Según el fragmento del documento, ¿desde qué acontecimiento los uruguayos se fueron acostumbrando a la idea de que las encuestadoras ofrecían información cada vez más precisa?

Fragmento del documento:
****************************************
En los últimos 30 años, desde la salida de la dictadura, los uruguayos nos fuimos acostumbrando a la idea de que las empresas encuestadoras brindaban información cada vez más precisa sobre el resultado probable de cada elección. En algunas de ellas fueron muy pocas las opciones que realmente se consideraban “votos útiles” para definir quién ganaría, y en otras el desenlace pareció inevitable mucho antes de los comicios. Por lo tanto, una cantidad considerable de ciudadanos se sintió libre de inclinarse por formas más sofisticadas de expresión electoral, con la intención de equilibrar alguna balanza o de adjudicar distintas formas de premio o castigo, siempre con la convicción de que eso no iba a incidir en los grandes números.
****************************************
Material proporcionado:
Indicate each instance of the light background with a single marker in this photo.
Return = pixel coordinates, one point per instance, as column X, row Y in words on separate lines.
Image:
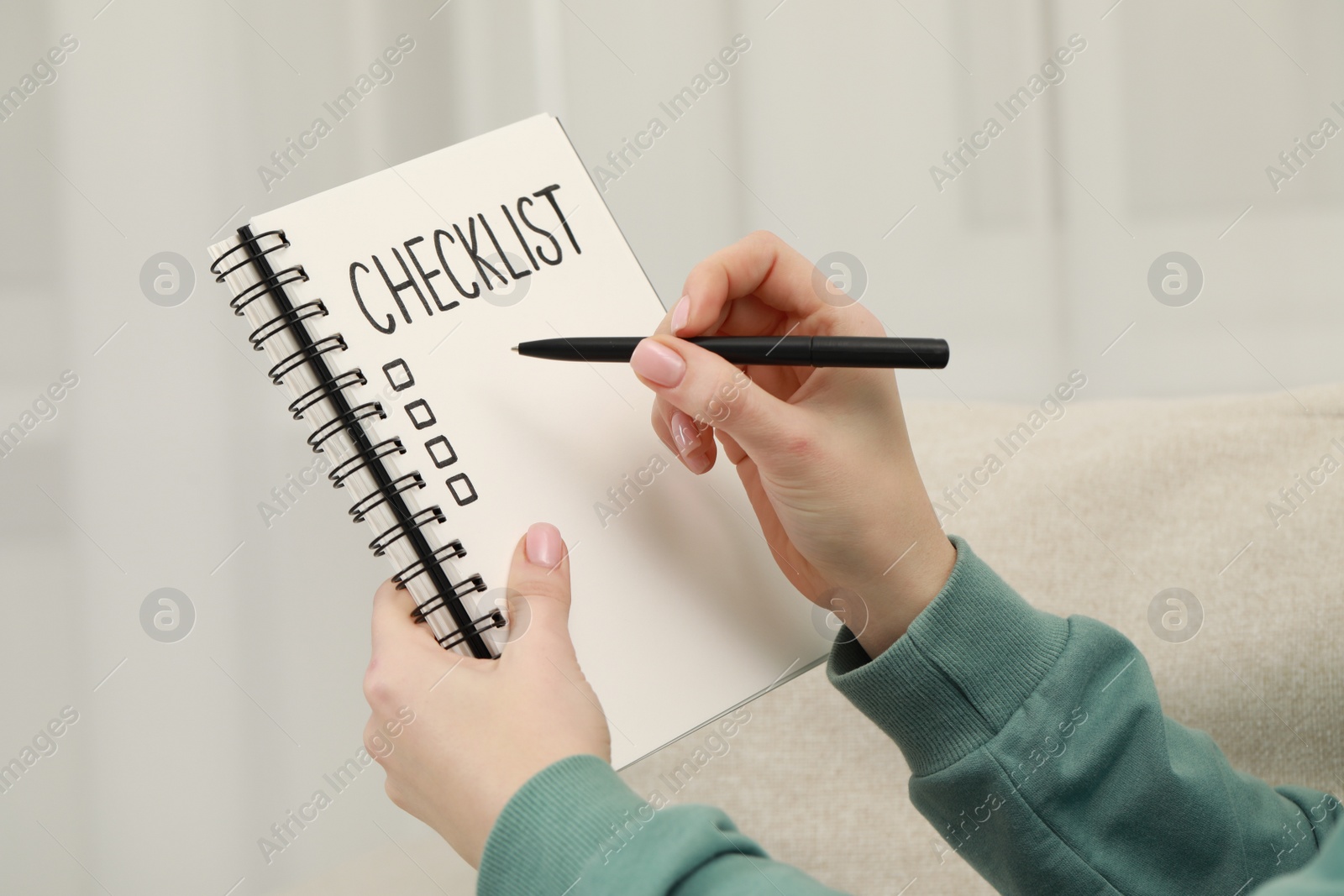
column 1032, row 262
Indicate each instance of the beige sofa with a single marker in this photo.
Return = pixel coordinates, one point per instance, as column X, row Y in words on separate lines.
column 1095, row 513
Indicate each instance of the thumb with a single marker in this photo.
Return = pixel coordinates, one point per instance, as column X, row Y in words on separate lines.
column 714, row 392
column 539, row 591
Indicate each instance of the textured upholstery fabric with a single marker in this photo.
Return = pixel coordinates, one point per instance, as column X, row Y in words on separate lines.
column 1093, row 513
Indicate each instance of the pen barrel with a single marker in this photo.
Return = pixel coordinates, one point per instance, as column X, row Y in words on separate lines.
column 757, row 349
column 858, row 351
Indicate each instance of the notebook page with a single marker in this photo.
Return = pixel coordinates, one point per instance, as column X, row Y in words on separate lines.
column 679, row 610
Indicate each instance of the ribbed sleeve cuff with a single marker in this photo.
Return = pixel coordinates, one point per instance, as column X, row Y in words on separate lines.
column 553, row 826
column 958, row 673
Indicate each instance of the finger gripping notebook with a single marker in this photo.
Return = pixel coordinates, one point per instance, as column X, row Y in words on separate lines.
column 387, row 309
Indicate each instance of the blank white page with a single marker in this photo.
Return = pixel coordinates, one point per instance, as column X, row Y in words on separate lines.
column 679, row 611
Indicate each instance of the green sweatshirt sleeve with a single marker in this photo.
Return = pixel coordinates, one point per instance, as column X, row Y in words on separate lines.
column 1041, row 754
column 577, row 829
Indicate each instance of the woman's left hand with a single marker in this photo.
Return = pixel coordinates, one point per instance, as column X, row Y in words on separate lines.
column 470, row 732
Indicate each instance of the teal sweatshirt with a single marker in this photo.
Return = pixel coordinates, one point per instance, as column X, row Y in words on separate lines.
column 1038, row 750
****************************************
Solución propuesta: Desde la salida de la dictadura, hace 30 años.